Task objective = Quote the passage of the 2021 FIFA Club World Cup text from "- Runners-up: Palmeiras" to "Thiago Silva (Chelsea)", copying it word for word.

Selected excerpt =
────

2021 FIFA Club World Cup

Tournament details
- Host country: United Arab Emirates
- Dates: 3–12 February 2022
- Teams: 7 (from 6 confederations)
- Venues: 2 (in 1 host city)

Final positions
- Champions: Chelsea (1st title)
- Runners-up: Palmeiras
- Third place: Al Ahly
- Fourth place: Al-Hilal

Tournament statistics
- Matches played: 8
- Goals scored: 27 (3.38 per match)
- Attendance: 100,752 (12,594 per match)
- Top scorer(s): Romelu Lukaku (Chelsea) Raphael Veiga (Palmeiras) Yasser Ibrahim (Al Ahly) Abdoulay Diaby (Al-Jazira) 2 goals each
- Best player: Thiago Silva (Chelsea)
- Fair play award: Chelsea

= 2021 FIFA Club World Cup =

International association football tournament held in 2022

The 2021 FIFA Club World Cup (officially known as the FIFA Club World Cup UAE 2021 presented by Alibaba Cloud for sponsorship reasons) was the 18th edition of the FIFA Club World Cup, a FIFA-organised international club football tournament between the winners of the six continental confederations, as well as the host nation's league champions. The tournament was held from 3 to 12 February 2022 in the United Arab Emirates.

Defending champions Bayern Munich did not qualify as they were eliminated in the quarter-finals of the 2020–21 UEFA Champions League. The eventual winners of that competition, Chelsea, won the Club World Cup for the first time, beating Al-Hilal of Saudi Arabia 1–0 in the semi-finals before requiring extra time to claim a 2–1 win over Brazilian side Palmeiras in the final.

==Host appointment==
An expanded Club World Cup in China was planned to be held in June and July 2021. However, due to fixture congestion caused by the postponement of the 2020 Summer Olympics and the impact of the COVID-19 pandemic on football, the Tokyo Olympics, UEFA European Championship and Copa América were postponed from mid-2020 to mid-2021. As a result, FIFA announced in March 2020 that they would postpone the expanded Club World Cup to later in 2021, 2022 or 2023, before commencing it in 2025.

On 4 December 2020, the FIFA Council announced that the Club World Cup, using the previous format, would be held in late 2021 and hosted by Japan. However, on 8 September 2021, the Japan Football Association dropped its commitment to host the tournament, owing to the possibility of restrictions on fan attendance due to the COVID-19 pandemic in Japan. Numerous countries expressed interest in hosting the tournament as bidding was reopened, including Brazil, Egypt, Qatar, Saudi Arabia, South Africa, and the United Arab Emirates. On 20 October 2021, the FIFA Council named the United Arab Emirates as the host of the tournament, and postponed the event from late 2021 to early 2022.

────

[Collected data]
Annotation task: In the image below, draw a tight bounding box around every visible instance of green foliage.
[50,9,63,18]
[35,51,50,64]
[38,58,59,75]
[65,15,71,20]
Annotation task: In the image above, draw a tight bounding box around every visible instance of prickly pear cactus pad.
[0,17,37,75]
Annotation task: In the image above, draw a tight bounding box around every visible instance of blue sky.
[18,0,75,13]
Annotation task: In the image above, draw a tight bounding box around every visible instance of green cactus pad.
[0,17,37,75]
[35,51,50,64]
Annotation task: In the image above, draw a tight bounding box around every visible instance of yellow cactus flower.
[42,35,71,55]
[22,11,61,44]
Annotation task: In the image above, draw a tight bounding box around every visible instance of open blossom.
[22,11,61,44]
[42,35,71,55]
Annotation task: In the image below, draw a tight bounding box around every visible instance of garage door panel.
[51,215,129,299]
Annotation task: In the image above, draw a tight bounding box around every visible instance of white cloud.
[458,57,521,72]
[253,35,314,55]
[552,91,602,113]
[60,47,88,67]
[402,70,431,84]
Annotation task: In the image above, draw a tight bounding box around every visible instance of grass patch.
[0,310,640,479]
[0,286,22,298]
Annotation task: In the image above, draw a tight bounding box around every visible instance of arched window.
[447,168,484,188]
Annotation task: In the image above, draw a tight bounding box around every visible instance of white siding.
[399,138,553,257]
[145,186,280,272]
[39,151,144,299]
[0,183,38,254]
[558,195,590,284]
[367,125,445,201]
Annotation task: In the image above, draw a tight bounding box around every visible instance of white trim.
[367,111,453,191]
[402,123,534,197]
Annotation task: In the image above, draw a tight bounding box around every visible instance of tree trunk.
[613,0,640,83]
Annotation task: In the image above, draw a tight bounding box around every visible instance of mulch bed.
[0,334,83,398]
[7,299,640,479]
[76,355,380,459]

────

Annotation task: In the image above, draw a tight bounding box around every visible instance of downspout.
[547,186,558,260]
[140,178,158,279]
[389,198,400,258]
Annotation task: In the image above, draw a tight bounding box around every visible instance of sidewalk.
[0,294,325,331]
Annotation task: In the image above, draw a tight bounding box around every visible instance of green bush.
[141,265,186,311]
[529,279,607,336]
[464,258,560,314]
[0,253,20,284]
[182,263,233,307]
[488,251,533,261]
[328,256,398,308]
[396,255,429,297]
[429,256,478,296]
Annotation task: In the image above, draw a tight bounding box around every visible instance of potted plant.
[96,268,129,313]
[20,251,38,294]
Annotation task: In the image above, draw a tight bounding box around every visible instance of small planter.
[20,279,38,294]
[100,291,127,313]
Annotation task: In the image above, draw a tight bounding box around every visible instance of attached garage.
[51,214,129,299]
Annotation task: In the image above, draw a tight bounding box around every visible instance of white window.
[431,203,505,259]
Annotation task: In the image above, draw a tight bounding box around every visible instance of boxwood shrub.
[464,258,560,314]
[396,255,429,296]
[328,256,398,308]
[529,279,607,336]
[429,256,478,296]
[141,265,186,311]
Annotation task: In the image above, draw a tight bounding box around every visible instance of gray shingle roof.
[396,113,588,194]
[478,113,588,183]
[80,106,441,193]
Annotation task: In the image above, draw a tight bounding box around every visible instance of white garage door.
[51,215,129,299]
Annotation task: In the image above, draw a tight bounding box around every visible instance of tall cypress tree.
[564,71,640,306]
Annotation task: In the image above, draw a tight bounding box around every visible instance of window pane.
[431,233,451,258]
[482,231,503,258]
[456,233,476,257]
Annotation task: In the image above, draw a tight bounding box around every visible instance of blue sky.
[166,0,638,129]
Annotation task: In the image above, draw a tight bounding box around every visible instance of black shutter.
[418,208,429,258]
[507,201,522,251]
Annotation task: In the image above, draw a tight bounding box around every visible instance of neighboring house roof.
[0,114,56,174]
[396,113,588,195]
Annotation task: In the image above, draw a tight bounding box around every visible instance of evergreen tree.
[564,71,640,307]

────

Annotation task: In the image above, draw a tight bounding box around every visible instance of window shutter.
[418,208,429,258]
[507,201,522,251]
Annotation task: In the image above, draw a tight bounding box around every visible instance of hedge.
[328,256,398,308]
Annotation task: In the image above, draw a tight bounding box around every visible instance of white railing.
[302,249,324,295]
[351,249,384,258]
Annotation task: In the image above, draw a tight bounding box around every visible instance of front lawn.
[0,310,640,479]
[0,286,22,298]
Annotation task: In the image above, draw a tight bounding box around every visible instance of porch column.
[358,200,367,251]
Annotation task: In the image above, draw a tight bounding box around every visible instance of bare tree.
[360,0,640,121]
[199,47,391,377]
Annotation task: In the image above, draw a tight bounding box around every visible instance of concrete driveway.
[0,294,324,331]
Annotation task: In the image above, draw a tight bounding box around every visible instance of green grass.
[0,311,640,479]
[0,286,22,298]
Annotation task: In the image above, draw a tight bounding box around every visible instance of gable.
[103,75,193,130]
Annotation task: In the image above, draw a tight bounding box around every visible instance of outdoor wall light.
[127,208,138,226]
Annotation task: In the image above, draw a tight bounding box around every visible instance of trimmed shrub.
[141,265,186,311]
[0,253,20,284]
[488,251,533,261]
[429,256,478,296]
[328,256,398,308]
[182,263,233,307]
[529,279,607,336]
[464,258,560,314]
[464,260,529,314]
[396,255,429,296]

────

Written response =
- Runners-up: Palmeiras
- Third place: Al Ahly
- Fourth place: Al-Hilal

Tournament statistics
- Matches played: 8
- Goals scored: 27 (3.38 per match)
- Attendance: 100,752 (12,594 per match)
- Top scorer(s): Romelu Lukaku (Chelsea) Raphael Veiga (Palmeiras) Yasser Ibrahim (Al Ahly) Abdoulay Diaby (Al-Jazira) 2 goals each
- Best player: Thiago Silva (Chelsea)